■ SHORT PROBLEM: Collect every line from the records below that contains the word "outline". Case counts.

Mask labeling examples:
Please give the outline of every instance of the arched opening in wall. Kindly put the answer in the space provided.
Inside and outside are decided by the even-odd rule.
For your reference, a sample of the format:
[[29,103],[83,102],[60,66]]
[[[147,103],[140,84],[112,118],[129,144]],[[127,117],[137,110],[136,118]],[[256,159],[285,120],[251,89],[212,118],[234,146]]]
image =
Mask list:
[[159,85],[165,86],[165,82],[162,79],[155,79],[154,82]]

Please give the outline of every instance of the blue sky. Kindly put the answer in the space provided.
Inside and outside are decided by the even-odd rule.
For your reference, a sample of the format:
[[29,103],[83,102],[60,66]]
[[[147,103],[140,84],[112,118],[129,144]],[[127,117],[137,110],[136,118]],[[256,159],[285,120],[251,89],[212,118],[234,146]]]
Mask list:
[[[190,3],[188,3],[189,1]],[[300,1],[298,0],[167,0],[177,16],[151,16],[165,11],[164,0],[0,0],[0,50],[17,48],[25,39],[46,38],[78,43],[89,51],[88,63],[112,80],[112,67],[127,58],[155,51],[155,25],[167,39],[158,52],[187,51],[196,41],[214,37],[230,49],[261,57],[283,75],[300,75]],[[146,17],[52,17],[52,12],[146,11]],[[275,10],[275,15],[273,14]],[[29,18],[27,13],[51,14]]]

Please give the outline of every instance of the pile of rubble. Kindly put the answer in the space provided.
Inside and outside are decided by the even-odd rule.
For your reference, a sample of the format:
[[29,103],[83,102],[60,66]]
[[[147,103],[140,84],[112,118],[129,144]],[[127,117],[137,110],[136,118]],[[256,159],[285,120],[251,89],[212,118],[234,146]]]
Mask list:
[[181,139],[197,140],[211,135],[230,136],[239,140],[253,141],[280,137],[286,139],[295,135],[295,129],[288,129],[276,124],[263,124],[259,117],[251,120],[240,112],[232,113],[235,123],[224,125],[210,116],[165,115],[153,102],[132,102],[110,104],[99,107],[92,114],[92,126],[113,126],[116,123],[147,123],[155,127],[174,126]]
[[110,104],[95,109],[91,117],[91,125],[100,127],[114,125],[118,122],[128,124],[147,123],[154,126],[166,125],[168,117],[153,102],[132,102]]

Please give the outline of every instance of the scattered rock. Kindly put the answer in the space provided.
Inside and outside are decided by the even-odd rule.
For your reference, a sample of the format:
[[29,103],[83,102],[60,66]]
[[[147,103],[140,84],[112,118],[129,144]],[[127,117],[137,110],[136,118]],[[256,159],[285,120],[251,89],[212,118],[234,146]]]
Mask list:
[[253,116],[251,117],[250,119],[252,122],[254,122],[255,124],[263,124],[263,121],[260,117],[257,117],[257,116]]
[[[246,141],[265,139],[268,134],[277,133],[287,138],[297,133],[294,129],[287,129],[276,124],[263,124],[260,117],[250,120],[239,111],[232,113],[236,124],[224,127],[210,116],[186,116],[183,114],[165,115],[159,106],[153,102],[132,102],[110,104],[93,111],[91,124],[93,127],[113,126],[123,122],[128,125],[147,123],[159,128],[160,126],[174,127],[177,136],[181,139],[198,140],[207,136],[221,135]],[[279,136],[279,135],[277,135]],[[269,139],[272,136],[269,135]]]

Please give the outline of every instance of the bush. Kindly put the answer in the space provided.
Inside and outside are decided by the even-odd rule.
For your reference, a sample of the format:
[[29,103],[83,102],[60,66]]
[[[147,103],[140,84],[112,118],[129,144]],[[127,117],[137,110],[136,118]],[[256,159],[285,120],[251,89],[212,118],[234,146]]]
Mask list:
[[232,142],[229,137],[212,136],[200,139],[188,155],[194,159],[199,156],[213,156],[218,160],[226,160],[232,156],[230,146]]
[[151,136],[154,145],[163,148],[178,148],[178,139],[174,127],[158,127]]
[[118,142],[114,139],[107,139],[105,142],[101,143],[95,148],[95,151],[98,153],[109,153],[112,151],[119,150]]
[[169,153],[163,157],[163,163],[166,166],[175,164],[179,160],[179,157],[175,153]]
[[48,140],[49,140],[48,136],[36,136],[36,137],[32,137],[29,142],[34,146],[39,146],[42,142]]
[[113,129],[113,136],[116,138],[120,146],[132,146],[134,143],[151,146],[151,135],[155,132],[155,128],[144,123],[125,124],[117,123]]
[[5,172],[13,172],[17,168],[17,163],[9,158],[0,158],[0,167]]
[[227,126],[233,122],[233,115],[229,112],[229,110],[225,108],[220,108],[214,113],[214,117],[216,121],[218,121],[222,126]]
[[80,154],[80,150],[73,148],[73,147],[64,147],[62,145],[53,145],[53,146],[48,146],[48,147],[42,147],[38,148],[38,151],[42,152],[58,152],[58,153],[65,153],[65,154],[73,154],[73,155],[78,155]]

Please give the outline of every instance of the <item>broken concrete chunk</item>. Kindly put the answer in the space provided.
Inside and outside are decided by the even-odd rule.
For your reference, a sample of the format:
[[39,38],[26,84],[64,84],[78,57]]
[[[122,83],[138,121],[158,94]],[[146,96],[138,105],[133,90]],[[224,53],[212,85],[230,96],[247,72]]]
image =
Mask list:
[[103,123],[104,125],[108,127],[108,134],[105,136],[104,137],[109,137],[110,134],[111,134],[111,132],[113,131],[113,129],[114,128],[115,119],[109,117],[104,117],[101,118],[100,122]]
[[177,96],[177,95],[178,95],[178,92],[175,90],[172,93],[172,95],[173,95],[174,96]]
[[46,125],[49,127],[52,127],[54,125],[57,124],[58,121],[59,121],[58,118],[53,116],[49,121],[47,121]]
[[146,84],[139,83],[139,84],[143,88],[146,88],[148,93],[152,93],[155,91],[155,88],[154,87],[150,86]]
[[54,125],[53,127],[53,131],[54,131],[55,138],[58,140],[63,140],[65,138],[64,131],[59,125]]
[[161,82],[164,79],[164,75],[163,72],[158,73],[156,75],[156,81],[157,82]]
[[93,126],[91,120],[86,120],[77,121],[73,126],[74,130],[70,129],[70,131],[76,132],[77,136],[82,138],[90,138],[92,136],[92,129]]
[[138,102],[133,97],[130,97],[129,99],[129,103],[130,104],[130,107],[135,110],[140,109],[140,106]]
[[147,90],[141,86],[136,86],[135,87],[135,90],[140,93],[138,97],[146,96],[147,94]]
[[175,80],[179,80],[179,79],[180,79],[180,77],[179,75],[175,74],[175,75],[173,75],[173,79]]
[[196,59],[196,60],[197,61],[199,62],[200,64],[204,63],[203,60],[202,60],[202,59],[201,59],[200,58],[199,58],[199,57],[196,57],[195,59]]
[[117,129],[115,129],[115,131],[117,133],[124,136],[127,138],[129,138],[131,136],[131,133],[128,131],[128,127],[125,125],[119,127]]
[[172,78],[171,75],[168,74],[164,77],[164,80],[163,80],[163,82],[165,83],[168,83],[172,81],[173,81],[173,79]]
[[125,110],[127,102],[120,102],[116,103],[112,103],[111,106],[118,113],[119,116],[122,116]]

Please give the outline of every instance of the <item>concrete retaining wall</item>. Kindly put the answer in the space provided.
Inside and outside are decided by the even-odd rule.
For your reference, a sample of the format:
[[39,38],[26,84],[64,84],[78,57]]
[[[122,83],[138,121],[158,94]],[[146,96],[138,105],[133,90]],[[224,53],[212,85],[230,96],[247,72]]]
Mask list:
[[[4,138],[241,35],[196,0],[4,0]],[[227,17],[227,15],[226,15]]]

■ SOLUTION FOR THIS EXERCISE:
Please give the outline of every instance of the arched opening in wall. Kindly put the answer in the space provided.
Please give the outline of every instance of the blue sky. Kindly put the answer in the space provided.
Please give the outline of every instance of the pile of rubble. Kindly put the answer in the space provided.
Please give the outline of every instance of the scattered rock. Kindly put the answer in the space provided.
Please give the outline of every instance of the bush. Kindly put the answer in the space provided.
Please give the outline of every instance of the <item>broken concrete chunk</item>. Kindly put the answer in the space provided.
Please give the outline of every instance of the <item>concrete retaining wall</item>. Kindly put the answer in the space provided.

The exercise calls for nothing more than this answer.